**WHAT YOU HAVE TO DO:** Retype the entries. Match them exactly.

(Stored dataset items)
• • • •

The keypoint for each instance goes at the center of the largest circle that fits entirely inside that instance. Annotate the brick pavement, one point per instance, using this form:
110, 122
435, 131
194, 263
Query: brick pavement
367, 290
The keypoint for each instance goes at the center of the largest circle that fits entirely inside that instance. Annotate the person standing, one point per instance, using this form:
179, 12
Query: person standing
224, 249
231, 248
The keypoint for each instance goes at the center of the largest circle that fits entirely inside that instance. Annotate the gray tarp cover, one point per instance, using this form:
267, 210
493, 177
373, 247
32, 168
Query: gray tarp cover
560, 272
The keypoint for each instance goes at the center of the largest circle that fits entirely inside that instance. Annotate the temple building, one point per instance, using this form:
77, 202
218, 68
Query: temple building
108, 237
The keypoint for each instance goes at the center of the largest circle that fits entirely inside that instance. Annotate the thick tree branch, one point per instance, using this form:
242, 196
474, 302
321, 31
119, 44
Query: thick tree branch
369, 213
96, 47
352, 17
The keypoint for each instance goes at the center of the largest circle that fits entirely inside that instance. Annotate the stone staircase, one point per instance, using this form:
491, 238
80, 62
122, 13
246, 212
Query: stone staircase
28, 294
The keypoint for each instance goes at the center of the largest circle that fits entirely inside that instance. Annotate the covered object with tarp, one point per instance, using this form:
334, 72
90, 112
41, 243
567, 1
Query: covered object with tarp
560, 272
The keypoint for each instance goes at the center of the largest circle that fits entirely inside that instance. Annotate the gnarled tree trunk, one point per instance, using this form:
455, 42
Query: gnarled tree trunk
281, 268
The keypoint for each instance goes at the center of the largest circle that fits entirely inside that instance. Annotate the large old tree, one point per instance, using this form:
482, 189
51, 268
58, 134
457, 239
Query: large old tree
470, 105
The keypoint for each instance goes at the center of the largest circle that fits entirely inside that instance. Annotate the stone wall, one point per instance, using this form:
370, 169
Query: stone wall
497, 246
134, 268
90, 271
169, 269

• • • •

**ANSWER FOR THE TASK:**
The keypoint for each instance goes at the center of the largest circle that fits entirely inside that instance. Annotate the brick pavement, one point per instance, using this form:
110, 122
435, 131
194, 263
Query: brick pavement
367, 290
The keypoint for each instance goes at the center of the largest circle that fits entirely inside that instance. Annotate the person standing, one point per instance, using this form:
179, 12
Query: person standing
224, 249
231, 248
The keypoint for each instance goes at the center of the largest circle that fits entirely inside that instance. Annotate the gray tarp cover, one point per instance, using this form:
267, 210
493, 177
373, 247
32, 168
Query: gray tarp cover
560, 272
The keypoint for each instance goes at the center of the largest circle that fits entirely inside that instance. Annotate the temple building, one point per instance, using this form:
77, 202
218, 68
Query: temple building
108, 237
The keypoint for each instance goes at the center of the largest circle that fits entirely inside that instance. Annotate the thick tree branch, one point per instance, using this form:
242, 196
474, 302
321, 31
119, 44
Query: thick tree branch
369, 213
96, 47
352, 17
The keypoint for each instance goes at the center of the largest circle that fits entirely inside that instance. Annotate the stone staircase, one point per instance, using this form:
491, 238
80, 62
122, 13
246, 212
Query: stone staircase
28, 294
The keypoint for each instance goes at the center of the largest circle that fits entirely inside that instance. Annotate the covered object with tarp, one point per instance, using this form:
334, 72
90, 112
41, 243
567, 1
Query: covered object with tarp
560, 272
The keypoint for each instance goes at the center of the largest circle that fits entirely inside that instance. Annotate the gnarled tree trunk, one point per instance, using this form:
455, 42
Query: gnarled tree trunk
281, 268
The keypoint for each instance goes at the center of the largest circle that fits entirely inside that instance. Annotate the large old tree, one point per instance, using this form:
482, 189
51, 268
58, 134
457, 239
Query: large old tree
470, 105
The keypoint for each instance goes at the center of the largest circle that fits entirely inside that instance. Annotate the stone wall, one point per instance, using this form:
370, 169
Query: stone wall
497, 246
134, 268
90, 271
169, 269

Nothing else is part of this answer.